Carry none of the pictures over; set down the material below exactly.

(Shape annotation entries)
+ + + +

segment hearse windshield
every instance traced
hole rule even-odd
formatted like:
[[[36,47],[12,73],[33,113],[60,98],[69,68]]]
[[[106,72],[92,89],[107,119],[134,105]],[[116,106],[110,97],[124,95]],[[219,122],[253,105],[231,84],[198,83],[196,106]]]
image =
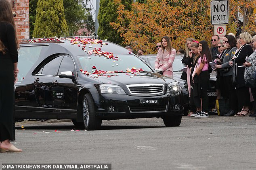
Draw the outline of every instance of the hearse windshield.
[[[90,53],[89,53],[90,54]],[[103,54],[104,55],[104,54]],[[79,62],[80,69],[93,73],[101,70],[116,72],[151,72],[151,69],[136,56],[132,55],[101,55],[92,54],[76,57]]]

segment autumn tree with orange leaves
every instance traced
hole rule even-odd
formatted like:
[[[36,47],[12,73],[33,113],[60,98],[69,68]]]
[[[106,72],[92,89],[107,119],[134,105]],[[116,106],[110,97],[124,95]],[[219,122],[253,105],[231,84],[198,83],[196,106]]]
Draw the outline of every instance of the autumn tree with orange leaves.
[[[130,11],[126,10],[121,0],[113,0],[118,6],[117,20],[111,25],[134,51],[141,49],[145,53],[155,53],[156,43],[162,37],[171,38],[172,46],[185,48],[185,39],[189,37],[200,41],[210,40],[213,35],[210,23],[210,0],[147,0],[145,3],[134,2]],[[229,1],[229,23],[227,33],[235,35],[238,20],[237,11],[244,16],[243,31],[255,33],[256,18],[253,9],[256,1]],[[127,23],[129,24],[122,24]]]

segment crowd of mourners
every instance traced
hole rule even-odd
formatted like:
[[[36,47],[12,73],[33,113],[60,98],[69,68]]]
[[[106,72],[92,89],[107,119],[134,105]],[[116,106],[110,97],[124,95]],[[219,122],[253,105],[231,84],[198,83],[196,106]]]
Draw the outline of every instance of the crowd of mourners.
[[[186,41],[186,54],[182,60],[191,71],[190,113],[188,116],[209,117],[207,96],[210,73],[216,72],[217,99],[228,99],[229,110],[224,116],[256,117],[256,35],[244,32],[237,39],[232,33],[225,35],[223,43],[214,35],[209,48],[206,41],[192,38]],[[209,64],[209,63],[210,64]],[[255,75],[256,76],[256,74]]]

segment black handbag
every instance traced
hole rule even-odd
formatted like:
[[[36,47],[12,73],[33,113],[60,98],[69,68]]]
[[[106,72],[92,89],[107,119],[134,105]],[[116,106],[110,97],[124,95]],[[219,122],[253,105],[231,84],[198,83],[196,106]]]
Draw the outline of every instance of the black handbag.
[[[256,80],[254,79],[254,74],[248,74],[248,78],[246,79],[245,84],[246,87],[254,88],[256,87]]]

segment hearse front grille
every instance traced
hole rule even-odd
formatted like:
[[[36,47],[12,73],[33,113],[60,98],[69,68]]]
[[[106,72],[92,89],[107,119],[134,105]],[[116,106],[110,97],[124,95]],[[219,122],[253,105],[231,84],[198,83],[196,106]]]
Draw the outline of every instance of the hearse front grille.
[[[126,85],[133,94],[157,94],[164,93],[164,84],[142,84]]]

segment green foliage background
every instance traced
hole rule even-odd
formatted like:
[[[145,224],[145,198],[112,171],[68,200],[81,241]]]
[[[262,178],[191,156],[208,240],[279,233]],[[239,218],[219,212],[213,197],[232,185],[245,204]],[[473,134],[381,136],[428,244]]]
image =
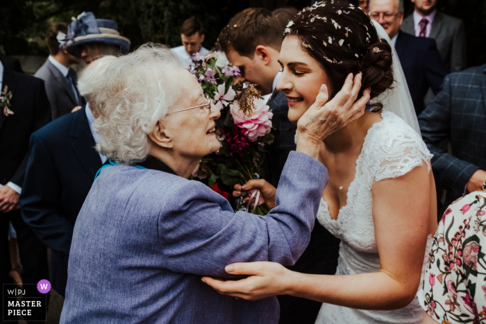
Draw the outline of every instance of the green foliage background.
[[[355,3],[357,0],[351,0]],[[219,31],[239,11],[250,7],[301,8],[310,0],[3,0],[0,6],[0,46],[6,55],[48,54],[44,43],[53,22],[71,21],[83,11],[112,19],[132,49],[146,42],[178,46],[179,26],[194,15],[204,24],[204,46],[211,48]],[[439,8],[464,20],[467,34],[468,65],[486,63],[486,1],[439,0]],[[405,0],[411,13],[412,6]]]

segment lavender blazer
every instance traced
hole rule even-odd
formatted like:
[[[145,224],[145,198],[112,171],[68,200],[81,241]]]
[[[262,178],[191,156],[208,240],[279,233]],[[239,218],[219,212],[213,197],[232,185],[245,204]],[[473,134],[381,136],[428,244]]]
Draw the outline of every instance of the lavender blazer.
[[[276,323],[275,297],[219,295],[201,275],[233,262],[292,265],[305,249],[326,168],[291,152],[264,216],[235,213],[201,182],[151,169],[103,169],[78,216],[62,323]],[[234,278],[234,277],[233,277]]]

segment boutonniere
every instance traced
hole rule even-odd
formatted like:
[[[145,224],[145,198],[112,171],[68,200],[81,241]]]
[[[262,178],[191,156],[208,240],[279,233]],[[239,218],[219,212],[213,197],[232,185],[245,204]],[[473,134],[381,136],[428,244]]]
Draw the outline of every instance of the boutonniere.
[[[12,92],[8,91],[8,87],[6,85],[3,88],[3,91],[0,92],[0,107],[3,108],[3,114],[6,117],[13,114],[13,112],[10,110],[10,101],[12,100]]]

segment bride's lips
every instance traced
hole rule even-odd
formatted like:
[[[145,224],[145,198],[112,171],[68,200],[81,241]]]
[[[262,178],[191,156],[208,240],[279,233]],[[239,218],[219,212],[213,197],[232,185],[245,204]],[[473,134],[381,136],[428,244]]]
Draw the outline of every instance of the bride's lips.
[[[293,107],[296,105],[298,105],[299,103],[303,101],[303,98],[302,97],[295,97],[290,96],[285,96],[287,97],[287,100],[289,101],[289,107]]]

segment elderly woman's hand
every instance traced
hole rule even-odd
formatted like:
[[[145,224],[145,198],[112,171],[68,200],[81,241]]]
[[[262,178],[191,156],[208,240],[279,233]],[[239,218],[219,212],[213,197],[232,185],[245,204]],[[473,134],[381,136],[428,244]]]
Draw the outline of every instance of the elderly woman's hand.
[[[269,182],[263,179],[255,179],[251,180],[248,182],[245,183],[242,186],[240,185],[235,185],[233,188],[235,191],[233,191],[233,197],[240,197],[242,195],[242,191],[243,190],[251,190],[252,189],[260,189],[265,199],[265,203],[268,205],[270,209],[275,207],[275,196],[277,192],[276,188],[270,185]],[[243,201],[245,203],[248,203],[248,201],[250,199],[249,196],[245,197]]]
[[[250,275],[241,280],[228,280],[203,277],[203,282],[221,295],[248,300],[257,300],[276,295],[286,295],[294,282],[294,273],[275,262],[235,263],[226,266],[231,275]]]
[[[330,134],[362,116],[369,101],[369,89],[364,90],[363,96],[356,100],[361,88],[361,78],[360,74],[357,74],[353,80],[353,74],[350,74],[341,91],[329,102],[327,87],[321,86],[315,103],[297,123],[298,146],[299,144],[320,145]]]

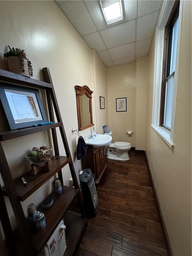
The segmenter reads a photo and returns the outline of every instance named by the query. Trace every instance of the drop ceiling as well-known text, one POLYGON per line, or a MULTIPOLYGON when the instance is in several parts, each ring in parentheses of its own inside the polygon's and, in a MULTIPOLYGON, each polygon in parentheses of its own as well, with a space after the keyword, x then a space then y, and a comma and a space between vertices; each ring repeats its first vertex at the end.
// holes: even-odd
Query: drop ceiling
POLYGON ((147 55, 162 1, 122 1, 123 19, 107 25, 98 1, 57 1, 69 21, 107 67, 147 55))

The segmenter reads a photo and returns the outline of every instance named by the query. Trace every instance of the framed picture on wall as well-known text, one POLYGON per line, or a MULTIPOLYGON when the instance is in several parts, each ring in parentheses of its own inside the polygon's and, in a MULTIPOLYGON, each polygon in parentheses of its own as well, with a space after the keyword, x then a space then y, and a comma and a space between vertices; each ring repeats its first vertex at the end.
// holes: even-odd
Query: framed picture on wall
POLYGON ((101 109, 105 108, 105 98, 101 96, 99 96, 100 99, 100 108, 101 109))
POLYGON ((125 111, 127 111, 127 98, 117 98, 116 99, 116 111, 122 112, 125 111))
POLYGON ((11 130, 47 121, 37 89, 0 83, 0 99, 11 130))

+ + + +

*Task answer*:
segment hearse windshield
every instance traced
hole rule even-odd
formatted like:
[[[36,47],[12,73],[33,113],[60,98],[69,68]]]
[[[106,72],[92,89],[107,119],[134,105]],[[116,106],[110,97],[124,95]],[[219,122],[253,105],[231,84],[198,83],[196,106]]]
image =
Draw the outline of every instance of the hearse windshield.
[[[90,53],[89,53],[90,54]],[[103,54],[104,55],[104,54]],[[79,62],[80,69],[93,73],[101,70],[116,72],[151,72],[151,69],[136,56],[132,55],[101,55],[92,54],[76,57]]]

segment autumn tree with orange leaves
every instance traced
hole rule even-odd
formatted like:
[[[36,47],[12,73],[33,113],[60,98],[69,68]]]
[[[106,72],[92,89],[107,119],[134,105]],[[116,106],[110,97],[124,95]],[[219,122],[253,105],[231,84],[198,83],[196,106]]]
Draw the outline of every instance of the autumn tree with orange leaves.
[[[130,11],[126,10],[121,0],[113,0],[118,6],[117,20],[111,25],[134,51],[141,49],[145,53],[155,53],[156,43],[162,37],[171,38],[172,46],[185,48],[185,39],[189,37],[200,41],[210,40],[213,35],[210,23],[210,0],[147,0],[145,3],[134,2]],[[229,1],[229,23],[227,33],[235,35],[238,20],[237,11],[244,16],[243,31],[255,33],[256,18],[253,9],[256,1]],[[127,23],[129,24],[122,24]]]

segment crowd of mourners
every instance traced
hole rule even-odd
formatted like:
[[[36,47],[12,73],[33,113],[60,98],[69,68]]]
[[[106,72],[92,89],[107,119],[134,105]],[[116,106],[110,97],[124,95]],[[219,122],[253,105],[231,84],[198,83],[196,106]]]
Draw the outline of every instance of the crowd of mourners.
[[[186,41],[186,54],[182,60],[191,71],[190,113],[188,116],[209,117],[207,96],[210,73],[216,72],[217,99],[228,99],[229,110],[224,116],[256,117],[256,35],[244,32],[237,39],[232,33],[225,35],[223,43],[214,35],[209,48],[206,41],[192,38]],[[209,64],[209,63],[210,64]],[[255,75],[256,76],[256,74]]]

segment black handbag
every instance traced
hole rule even-odd
formatted like:
[[[36,47],[12,73],[33,113],[60,98],[69,68]]]
[[[106,72],[92,89],[107,119],[134,105]],[[116,106],[110,97],[124,95]],[[219,122],[253,105],[231,84],[198,83],[196,106]]]
Draw the outline of every instance of the black handbag.
[[[256,80],[254,79],[254,74],[248,74],[248,78],[246,79],[245,84],[246,87],[254,88],[256,87]]]

segment hearse front grille
every instance traced
hole rule even-odd
formatted like:
[[[36,47],[12,73],[33,113],[60,98],[69,68]]]
[[[106,72],[92,89],[107,119],[134,105]],[[116,106],[110,97],[124,95]],[[219,122],[253,105],[231,84],[198,83],[196,106]]]
Draw the outline of every instance of the hearse front grille.
[[[126,85],[133,94],[157,94],[164,93],[164,84],[142,84]]]

segment green foliage background
every instance traced
hole rule even-odd
formatted like:
[[[145,224],[145,198],[112,171],[68,200],[81,241]]]
[[[262,178],[191,156],[208,240],[279,233]],[[239,218],[219,212],[213,197],[232,185],[245,204]],[[473,134],[381,136],[428,244]]]
image =
Draw the outline of every instance of the green foliage background.
[[[355,3],[357,0],[351,0]],[[219,31],[239,11],[250,7],[301,8],[310,0],[3,0],[0,6],[0,46],[6,55],[48,54],[44,43],[53,22],[71,21],[83,11],[112,19],[132,49],[146,42],[178,46],[179,26],[194,15],[204,24],[204,46],[211,48]],[[439,8],[464,20],[467,34],[468,65],[486,63],[486,1],[439,0]],[[405,0],[411,13],[412,6]]]

segment lavender blazer
every instance traced
hole rule even-odd
formatted like:
[[[145,224],[145,198],[112,171],[68,200],[81,241]]]
[[[262,178],[191,156],[208,240],[279,233]],[[239,218],[219,212],[213,197],[232,185],[245,204]],[[473,134],[381,136],[428,244]]]
Draw the outline of every instance of the lavender blazer.
[[[276,323],[275,297],[219,295],[201,275],[233,262],[292,265],[305,249],[326,168],[291,152],[264,216],[235,213],[201,182],[151,169],[103,169],[78,216],[62,323]],[[234,278],[234,277],[233,277]]]

segment boutonniere
every instance traced
hole rule even-odd
formatted like:
[[[145,224],[145,198],[112,171],[68,200],[81,241]]]
[[[262,178],[191,156],[208,240],[279,233]],[[239,218],[219,212],[213,197],[232,185],[245,204]],[[473,134],[381,136],[428,244]]]
Draw the outline of every instance of the boutonniere.
[[[12,92],[8,91],[8,87],[6,85],[3,88],[3,91],[0,92],[0,107],[3,108],[3,114],[6,117],[13,114],[13,112],[10,110],[10,101],[12,100]]]

segment bride's lips
every instance traced
hole rule even-odd
formatted like:
[[[145,224],[145,198],[112,171],[68,200],[81,241]]]
[[[262,178],[191,156],[208,240],[279,233]],[[239,218],[219,212],[213,197],[232,185],[245,204]],[[473,134],[381,136],[428,244]]]
Draw the outline of every instance of the bride's lips.
[[[293,107],[296,105],[298,105],[299,103],[303,101],[303,98],[302,97],[295,97],[290,96],[285,96],[287,97],[287,100],[289,101],[289,107]]]

segment elderly woman's hand
every instance traced
hole rule even-odd
formatted like:
[[[145,224],[145,198],[112,171],[68,200],[81,241]]]
[[[262,178],[191,156],[208,240],[279,233]],[[239,218],[219,212],[213,197],[232,185],[245,204]],[[473,134],[381,136],[428,244]]]
Draw the outline of every instance of the elderly woman's hand.
[[[269,182],[263,179],[255,179],[251,180],[248,182],[245,183],[242,186],[240,185],[235,185],[233,188],[235,191],[233,191],[233,197],[240,197],[242,195],[242,191],[243,190],[251,190],[252,189],[260,189],[265,199],[265,203],[268,205],[270,209],[275,207],[275,196],[277,192],[276,188],[270,185]],[[243,201],[245,203],[248,203],[248,201],[250,199],[249,196],[245,197]]]
[[[250,275],[241,280],[228,280],[203,277],[203,282],[221,295],[248,300],[257,300],[276,295],[286,295],[294,282],[294,273],[275,262],[235,263],[226,266],[231,275]]]
[[[330,134],[362,116],[369,101],[369,89],[364,90],[363,96],[356,100],[361,88],[361,78],[360,74],[357,74],[353,80],[353,74],[350,74],[341,91],[329,102],[327,87],[321,86],[315,103],[297,123],[298,146],[299,144],[320,145]]]

The segmenter reads a photo and returns the outline of every instance named by the query. Trace every instance of the drop ceiling as well-known text, one POLYGON per line, or a MULTIPOLYGON when the instance is in several parts, each ring in parentheses of its own inside the polygon's and, in a MULTIPOLYGON, each polygon in parentheses of its own as well, with a space after the keyword, x then a space then y, and a comma and a space between vertices; each ring repeats its first vertex at the end.
// holes: even-odd
Query: drop ceiling
POLYGON ((147 55, 162 1, 122 1, 123 19, 107 25, 98 1, 57 1, 69 21, 107 67, 147 55))

The segmenter reads a photo and returns the outline of every instance named by the query. Trace every instance of the framed picture on wall as well-known text, one POLYGON per line, or a MULTIPOLYGON when the instance is in several parts, each ring in parentheses of its own inside the polygon's and, in a MULTIPOLYGON, each polygon in parentheses of its own as well, with a space after the keyword, x then a space then y, and a comma and a space between vertices; each ring repeats its first vertex at the end.
// holes: even-odd
Query: framed picture on wall
POLYGON ((101 109, 105 108, 105 98, 101 96, 99 96, 100 99, 100 108, 101 109))
POLYGON ((125 111, 127 111, 127 98, 117 98, 116 99, 116 111, 122 112, 125 111))
POLYGON ((11 130, 47 121, 37 89, 0 83, 0 99, 11 130))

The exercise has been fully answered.